Source data
###
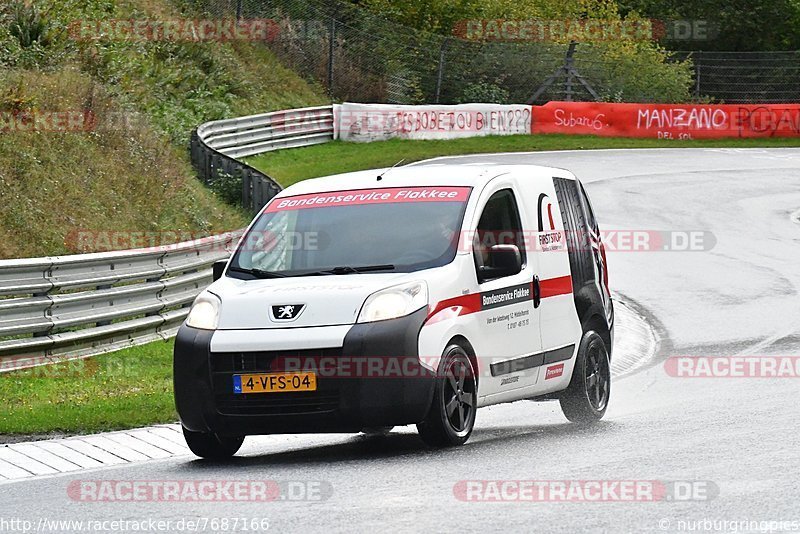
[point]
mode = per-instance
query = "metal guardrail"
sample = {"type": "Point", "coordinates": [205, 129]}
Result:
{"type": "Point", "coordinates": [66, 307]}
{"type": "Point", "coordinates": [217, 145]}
###
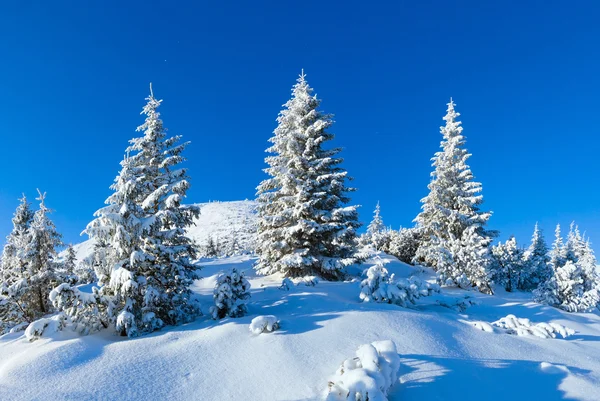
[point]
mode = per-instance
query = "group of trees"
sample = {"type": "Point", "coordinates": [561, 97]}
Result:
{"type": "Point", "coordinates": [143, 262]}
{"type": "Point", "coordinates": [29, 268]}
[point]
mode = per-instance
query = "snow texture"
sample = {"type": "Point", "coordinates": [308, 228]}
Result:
###
Directions for this task =>
The expected answer is one number: how many lines above contain "sample".

Task response =>
3